[[ Text provided, beginning ]]

A Flaw in the Blood
Stephanie Barron
Bantam, Mar 2008, $24.00
ISBN: 9780553805246
In 1861 Windsor Castle, the Prince Consort Albert is dying from typhoid, a disease he has battled with for several months. His wife Queen Victoria of England is beside herself with grief as she wonders how she will survive and continue to rule her empire without him at her side; he has always been there for her and their children since they married two decades ago.
Victoria sends her royal coach for Irish barrister Patrick Fitzgerald to see her as she has need of his service. Twenty years ago when she was a shaky ruler of just a few years, he, as a legal clerk, exposed a murderous conspiracy intended to dethrone her. Fitzgerald accompanied by his ward Dr. Georgiana Armistead has no idea what her Highness wants of him, but when the coach containing them is attacked, he fears for their lives as he knows the assault was precisely planned by a royal insider. He refuses to risk their lives so he plans to hide the niece of the late Dr. Snow, physician to the Queen. However they are the prey of predators seeking a secret that goes back to his first royal encounter although he remains ignorant of that truth; if revealed those who want the queen deposed will have a perfect rationale at a time the grief stricken Victoria is too weak to fight back.
In many ways this exhilarating thriller is more a historical novel than a mystery. The audience obtains a taste of greater London at a critical time in the reign of Queen Victoria when the monarch is vulnerable. Fitzgerald keeps the tale focused with his realistic attempts to hide rather than die facing his unknown adversaries. Readers will appreciate Stephanie Barron’s fine mid nineteenth century Victorian suspense saga with nary an Austen or any Jane in sight.

[[ Text provided, end ]]
[[ Source information, beginning ]]

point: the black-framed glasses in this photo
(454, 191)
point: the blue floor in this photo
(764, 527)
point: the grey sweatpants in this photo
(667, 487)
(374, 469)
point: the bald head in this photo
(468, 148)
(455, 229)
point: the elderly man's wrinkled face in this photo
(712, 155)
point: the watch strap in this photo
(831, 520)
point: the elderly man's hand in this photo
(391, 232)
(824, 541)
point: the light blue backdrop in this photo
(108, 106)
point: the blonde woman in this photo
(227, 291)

[[ Source information, end ]]
[[ Source information, beginning ]]

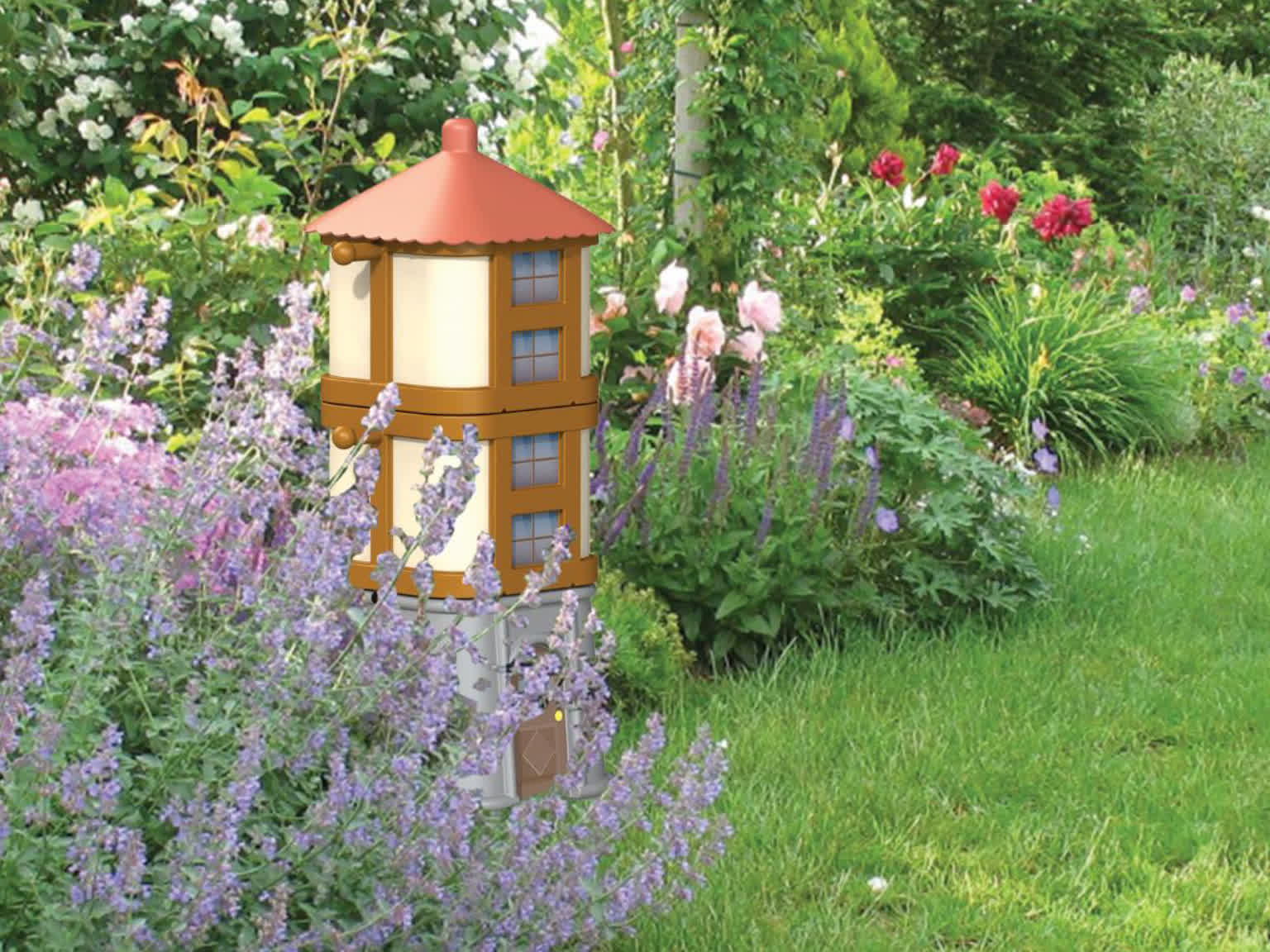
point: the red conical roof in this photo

[[ Source information, end ]]
[[ Source information, beginning ]]

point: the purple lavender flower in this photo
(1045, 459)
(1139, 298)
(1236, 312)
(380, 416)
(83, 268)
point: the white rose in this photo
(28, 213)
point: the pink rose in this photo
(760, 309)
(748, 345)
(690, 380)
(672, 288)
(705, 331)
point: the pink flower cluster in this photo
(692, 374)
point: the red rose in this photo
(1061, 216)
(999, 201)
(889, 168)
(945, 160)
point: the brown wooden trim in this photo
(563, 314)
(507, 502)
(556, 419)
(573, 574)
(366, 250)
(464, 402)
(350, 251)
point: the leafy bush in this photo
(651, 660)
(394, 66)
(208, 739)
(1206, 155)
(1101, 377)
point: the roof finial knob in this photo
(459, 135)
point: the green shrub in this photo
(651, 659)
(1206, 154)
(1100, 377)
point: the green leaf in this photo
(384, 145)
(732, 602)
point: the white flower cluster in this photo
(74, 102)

[[ Source information, end ]]

◆ What to do ◆
1 - From the book review above, quote everything from "A Flaw in the" down to "two decades ago.".
2 - Rewrite the paragraph of the book review that begins "In many ways this exhilarating thriller" in a shorter form that keeps its main points.
3 - Answer these questions using the book review:
(a) What disease is Prince Albert dying from?
(b) Who travels with Patrick Fitzgerald in the royal coach?
(c) What price is listed for the book?

◆ Solved problems ◆
1 -
A Flaw in the Blood
Stephanie Barron
Bantam, Mar 2008, $24.00
ISBN: 9780553805246
In 1861 Windsor Castle, the Prince Consort Albert is dying from typhoid, a disease he has battled with for several months. His wife Queen Victoria of England is beside herself with grief as she wonders how she will survive and continue to rule her empire without him at her side; he has always been there for her and their children since they married two decades ago.

2 - The review calls this exciting thriller more a historical novel than a mystery. It offers a look at greater London at a critical moment when Queen Victoria is vulnerable. Fitzgerald's realistic efforts to hide from unknown enemies rather than die facing them keep the story focused. Readers will enjoy Stephanie Barron's mid-nineteenth-century Victorian suspense tale, which has no Austen or any Jane in it.

3 -
(a) Typhoid.
(b) His ward, Dr. Georgiana Armistead.
(c) $24.00.